This talk will highlight recent advances in alternative data-driven methodologies to help analyze and model high-dimensional observational datasets. Real-time predictions in multi-model ensembles demonstrate that data-driven forecasts of ENSO and Arctic SIE currently perform just as well as those performed with GCMs but at a fraction of costs.

53th APL Open Forum

Date & Time:
24 May, Friday, 14:30-16:00
Place:
Meeting Room, 5th floor, IT Building, Yokohama Institute
Speaker 1:
Yu-Lin (Eda) Chang
Title:
Tropical and subtropical tropical cyclone formation in the western Pacific and the prediction based on seasonal forecasting model
Abstract:
ENSO is considered to be the leading factor in affecting tropical cyclone (TC) activity in the Pacific, and it has been widely used in the statistical model in predicting TC activity. The recent study noticed the importance of the local low-level wind curl, which revealed a higher correlation to TC formation in comparison to ENSO indices. This study explores the air-sea coupled response and its link to subtropical and tropical TC formation in the western Pacific. The results suggest that the formation of subtropical and tropical TC formation was affected by the local low-level wind curl, which was trigger by the eastern and central Pacific warming/cooling, respectively. The dynamic will then be applied using the seasonal forecasting model results from SINTEX-F to examine the retrospective and future prediction.

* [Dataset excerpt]

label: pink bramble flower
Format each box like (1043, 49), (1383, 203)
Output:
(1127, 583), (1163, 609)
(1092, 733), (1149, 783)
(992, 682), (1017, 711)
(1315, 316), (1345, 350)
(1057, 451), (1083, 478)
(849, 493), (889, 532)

* [DIRECTIONS FOR THIS TASK] Repeat word for word the stretch of the forum announcement from "This talk will" through "fraction of costs.". The material was taken from a source separate from the forum announcement.

* [FULL ANSWER]
This talk will highlight recent advances in alternative data-driven methodologies to help analyze and model high-dimensional observational datasets. Real-time predictions in multi-model ensembles demonstrate that data-driven forecasts of ENSO and Arctic SIE currently perform just as well as those performed with GCMs but at a fraction of costs.